What this exercise asks:
1. From the Camino diary, quote the passage between "Day 4 - Vilela" and "had the first.", inclusive.
2. According to the Camino diary, why couldn't the writer get up after bending down in the Ribadeo supermarket? Answer in one to three sentences.

Selected excerpt:
^^^^^^^^^^^^^^^^

The town is a bit difficult to get to grips with but I found the port and the supermarket, and, with a bit of help, found my way back.





Day 3 - Tapia to Vilela 18kms
I got up just after 7 and went in search of breakfast. I found 2 bars that opened at 07.30, both on the camino and right next door to each other again. The walk to the motorway, to cross into Galicia, went from one beach to another and was very pretty as the sun was shining on the sea.





I stopped for a coffee in the hotel overlooking the Peñarronda beach, it was really relaxing, then it was onward and upwards to the bridge.



The path is a narrow footpath along the side of the motorway, it is also used by cyclists, who seem to be in a hurry, fortunately none came behind me whilst I was crossing.
I stopped for another coffee in Ribadeo, it was Saturday and there were little market stalls selling artisanal goods, it was tempting to have a bigger look, there are also some nice little shops here. I went to the supermarket where I dropped a €2 coin which rolled under the counter, I bent down to pick it up and found that I couldn't get up again, my backpack was weighing me down, very embarrassing! Then onward. In Asturias I had to keep reminding myself that the shell signs face the opposite way to Galicia, I was expecting to have to keep reminding myself that now they would face the other way but I found that they were facing either way, not consistent at all.





Vilela, where I was staying, is a long village, I saw the first sign long before I arrived and then it was even further to find the bar and the albergue but it was worth it. There were 4 German pilgrims here, having lunch, when I arrived but they left and continued walking, they were going to have a long, afternoon walk to the next accommodation.




Day 4 - Vilela to Vilanova de Lourenza 22kms.
The bar opened at 8 so I got up late enough to have breakfast. When I left 2 pilgrims arrived who had spent the night in Ribadeo.
It was a day of lots of ups and downs, lots of eucalyptus trees and no bars. I had to walk 18kms for my second coffee so I was glad that I had had the first.

^^^^^^^^^^^^^^^^

Data for analysis:
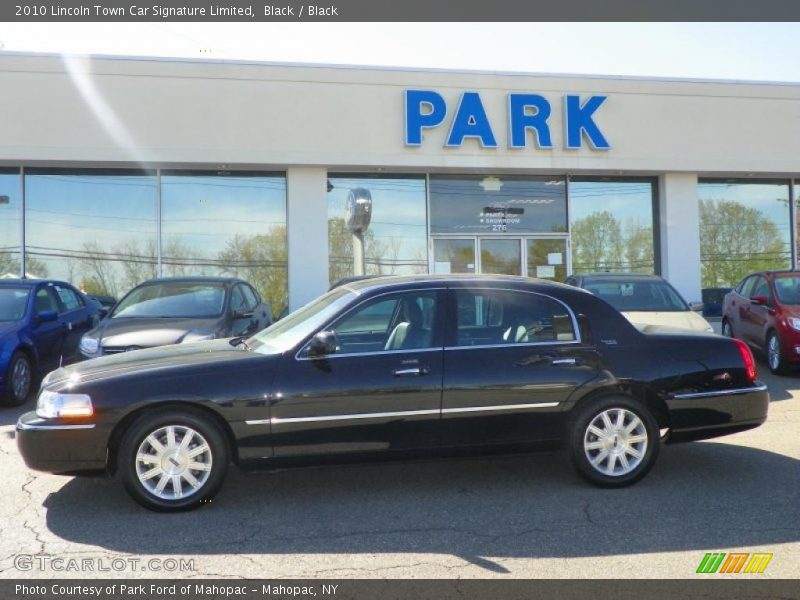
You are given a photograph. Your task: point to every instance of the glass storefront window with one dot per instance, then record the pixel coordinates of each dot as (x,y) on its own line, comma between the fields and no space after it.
(226,225)
(95,230)
(9,223)
(547,258)
(744,227)
(611,225)
(467,204)
(396,241)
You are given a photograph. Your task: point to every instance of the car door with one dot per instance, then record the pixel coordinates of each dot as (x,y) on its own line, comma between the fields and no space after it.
(756,315)
(74,317)
(48,336)
(511,360)
(244,321)
(379,391)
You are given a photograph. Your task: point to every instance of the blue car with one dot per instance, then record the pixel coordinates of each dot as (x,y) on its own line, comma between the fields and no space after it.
(41,324)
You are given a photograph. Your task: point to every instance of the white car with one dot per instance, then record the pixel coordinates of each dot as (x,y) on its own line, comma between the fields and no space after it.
(644,300)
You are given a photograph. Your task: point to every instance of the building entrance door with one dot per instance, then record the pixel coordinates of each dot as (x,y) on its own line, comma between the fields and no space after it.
(542,257)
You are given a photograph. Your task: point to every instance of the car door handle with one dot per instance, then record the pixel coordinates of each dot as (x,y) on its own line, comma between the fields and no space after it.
(410,372)
(565,362)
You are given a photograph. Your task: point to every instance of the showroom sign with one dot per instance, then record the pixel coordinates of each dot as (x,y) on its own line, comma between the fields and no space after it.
(426,109)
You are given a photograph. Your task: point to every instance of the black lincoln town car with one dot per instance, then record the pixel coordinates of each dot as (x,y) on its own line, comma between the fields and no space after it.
(395,367)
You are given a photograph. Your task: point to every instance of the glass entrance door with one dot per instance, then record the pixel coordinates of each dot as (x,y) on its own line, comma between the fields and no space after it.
(501,256)
(544,258)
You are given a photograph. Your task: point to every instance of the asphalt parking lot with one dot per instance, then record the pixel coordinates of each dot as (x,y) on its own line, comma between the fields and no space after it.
(519,517)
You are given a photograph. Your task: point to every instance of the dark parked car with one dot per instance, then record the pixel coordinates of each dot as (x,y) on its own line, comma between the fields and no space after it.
(41,323)
(393,367)
(174,311)
(764,311)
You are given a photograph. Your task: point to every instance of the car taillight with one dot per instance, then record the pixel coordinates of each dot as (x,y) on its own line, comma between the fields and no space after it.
(747,359)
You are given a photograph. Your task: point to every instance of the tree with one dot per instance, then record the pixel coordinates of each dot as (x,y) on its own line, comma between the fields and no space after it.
(597,243)
(736,240)
(262,260)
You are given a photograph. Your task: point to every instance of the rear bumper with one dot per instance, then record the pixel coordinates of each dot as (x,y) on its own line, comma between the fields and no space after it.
(703,415)
(61,447)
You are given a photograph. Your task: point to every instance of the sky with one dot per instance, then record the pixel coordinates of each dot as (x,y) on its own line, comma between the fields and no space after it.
(739,51)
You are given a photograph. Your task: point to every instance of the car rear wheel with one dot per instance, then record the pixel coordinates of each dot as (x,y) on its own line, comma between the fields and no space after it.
(173,460)
(614,441)
(19,380)
(775,360)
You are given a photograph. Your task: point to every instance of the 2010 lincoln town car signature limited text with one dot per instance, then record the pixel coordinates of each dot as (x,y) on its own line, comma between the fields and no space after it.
(391,367)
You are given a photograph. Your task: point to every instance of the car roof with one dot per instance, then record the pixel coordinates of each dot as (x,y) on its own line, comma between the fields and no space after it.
(369,284)
(31,282)
(192,279)
(620,275)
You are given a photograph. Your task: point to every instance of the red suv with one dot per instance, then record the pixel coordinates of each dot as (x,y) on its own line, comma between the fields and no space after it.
(764,311)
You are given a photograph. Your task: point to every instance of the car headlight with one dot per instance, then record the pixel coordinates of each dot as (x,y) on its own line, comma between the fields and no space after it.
(89,345)
(52,405)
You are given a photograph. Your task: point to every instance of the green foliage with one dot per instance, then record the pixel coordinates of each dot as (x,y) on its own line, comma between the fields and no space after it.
(736,240)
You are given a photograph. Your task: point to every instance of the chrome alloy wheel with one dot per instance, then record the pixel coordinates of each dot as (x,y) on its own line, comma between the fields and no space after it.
(173,462)
(774,353)
(615,442)
(21,379)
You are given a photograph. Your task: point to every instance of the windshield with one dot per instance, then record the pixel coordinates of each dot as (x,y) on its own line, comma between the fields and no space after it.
(631,295)
(788,289)
(12,303)
(173,300)
(289,331)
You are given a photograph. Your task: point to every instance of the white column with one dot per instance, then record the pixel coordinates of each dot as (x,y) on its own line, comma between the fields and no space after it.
(679,213)
(307,234)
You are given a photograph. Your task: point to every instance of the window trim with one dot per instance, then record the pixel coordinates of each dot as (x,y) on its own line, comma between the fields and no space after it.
(453,323)
(441,291)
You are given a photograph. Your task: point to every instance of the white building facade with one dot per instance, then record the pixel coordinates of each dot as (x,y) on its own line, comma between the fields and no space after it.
(116,170)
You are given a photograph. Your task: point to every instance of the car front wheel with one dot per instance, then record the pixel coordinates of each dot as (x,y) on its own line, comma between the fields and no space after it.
(775,360)
(727,330)
(173,460)
(614,441)
(19,380)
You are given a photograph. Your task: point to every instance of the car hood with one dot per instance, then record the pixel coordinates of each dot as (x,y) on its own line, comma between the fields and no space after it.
(217,353)
(149,332)
(684,319)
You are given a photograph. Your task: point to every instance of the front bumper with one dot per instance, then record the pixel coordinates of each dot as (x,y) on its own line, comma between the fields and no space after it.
(703,415)
(59,447)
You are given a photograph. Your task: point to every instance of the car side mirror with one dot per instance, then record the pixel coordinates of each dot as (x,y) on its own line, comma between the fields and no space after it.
(47,316)
(322,344)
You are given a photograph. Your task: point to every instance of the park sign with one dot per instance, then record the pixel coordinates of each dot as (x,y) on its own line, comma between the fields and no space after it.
(427,109)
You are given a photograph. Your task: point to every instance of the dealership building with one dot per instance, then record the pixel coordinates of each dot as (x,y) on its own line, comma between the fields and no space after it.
(117,170)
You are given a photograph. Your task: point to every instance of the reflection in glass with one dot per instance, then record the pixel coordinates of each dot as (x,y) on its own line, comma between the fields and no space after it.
(611,225)
(232,225)
(396,241)
(547,259)
(501,257)
(9,223)
(744,227)
(454,255)
(97,231)
(503,204)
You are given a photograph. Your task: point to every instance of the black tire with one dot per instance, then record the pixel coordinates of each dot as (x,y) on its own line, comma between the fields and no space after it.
(157,423)
(727,330)
(616,444)
(776,363)
(17,393)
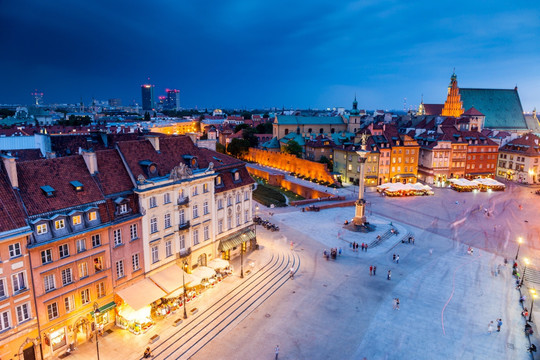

^^^^^^^^^^^^^^^^

Solutions to the exercise:
1.
Day 4 - Vilela to Vilanova de Lourenza 22kms.
The bar opened at 8 so I got up late enough to have breakfast. When I left 2 pilgrims arrived who had spent the night in Ribadeo.
It was a day of lots of ups and downs, lots of eucalyptus trees and no bars. I had to walk 18kms for my second coffee so I was glad that I had had the first.

2. The backpack was weighing the writer down. After bending to pick up a €2 coin that had rolled under the counter, the writer found it impossible to stand up again.